Thin Minty Sandwich Cookies

Gluten-free, very low lactose, FODMAP friendly

Yield: two dozen cookie sandwiches

If you miss Girl Scout cookies—a true comfort food!—here’s something chocolaty-minty that’s ALMOST as good, gluten-free, and not difficult. I keep a tub of baking mix in my fridge, so the hardest part was waiting while the dough chilled.

Ingredients

  • 1 cup Baking Mix 1 [OR use ¼ cup plus ½ Tbsp each of sorghum flour, millet flour, and sweet (sticky) rice flour; plus 2 ½ Tbsp tapioca starch] – Or try your own gluten-free flour blend.
  • ½ cup cocoa
  • ¼ tsp salt
  • 1 stick butter
  • 1 cup sugar
  • 1 egg
  • ¼ tsp mint extract

 

  • heaping ½ cup chocolate chips
  • 1 Tbsp almond milk, sweetened or unsweetened

Instructions

  1. Unwrap and microwave the butter in a small bowl for 10-15 seconds. Set aside to finish softening. Sift together into a small bowl the baking mix or flours, cocoa, and salt.
  1. Cream butter with sugar until light and fluffy. Add the egg and mint extract, and mix well. Beat in half of the flour mixture. Mix well. Repeat.
  1. Lightly flour a cutting board—use baking mix or any of its component flours. Divide dough in half, roll each half into a 1½” cylinder on the cutting board, and wrap the cylinders in wax paper (separately). Chill 5 hours.

*DATA EXTRACT*:
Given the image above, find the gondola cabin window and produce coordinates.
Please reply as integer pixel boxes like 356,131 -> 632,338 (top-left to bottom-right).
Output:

*GOALS*:
(1) Answer the following about the cookie recipe, one line each:
(a) What yield does it state?
(b) How much cocoa does it call for?
(c) How long is the wrapped dough to be chilled?
(2) Print the part of the cookie recipe that opens with the words containing "Yield: two dozen" and closes with "gluten-free flour blend.".
(3) Write what comes next in the cookie recipe, starting after its final sentence.

*ANSWERS BY TASK*:
(1)
(a) Two dozen cookie sandwiches.
(b) ½ cup.
(c) 5 hours.

(2)
Yield: two dozen cookie sandwiches

If you miss Girl Scout cookies—a true comfort food!—here’s something chocolaty-minty that’s ALMOST as good, gluten-free, and not difficult. I keep a tub of baking mix in my fridge, so the hardest part was waiting while the dough chilled.

Ingredients

  • 1 cup Baking Mix 1 [OR use ¼ cup plus ½ Tbsp each of sorghum flour, millet flour, and sweet (sticky) rice flour; plus 2 ½ Tbsp tapioca starch] – Or try your own gluten-free flour blend.

(3)
  1. Preheat oven to 350 F. Line cookie sheets with parchment paper.
  1. Remove dough one piece at a time from refrigerator. With a very sharp knife, slice off ¼”-thick rounds and place on parchment paper.
  1. Bake 10-12 minutes, until cookie surfaces are dry. Let cool about a minute on the cookie sheet and then remove carefully from oven to wire rack, carefully flipping every second cookie upside down.
  1. Place chocolate chips and almond milk in a small bowl or custard cup, and microwave just until the almond milk bubbles. Stir well. If the chips don’t quite melt, microwave a few seconds and stir again. Do not over-heat.
  1. On each upside-down cookie, place a rounded dollop of melted chocolate. Top each frosted cookie with an unfrosted one and press down gently.
  1. Cool completely. Store in freezer.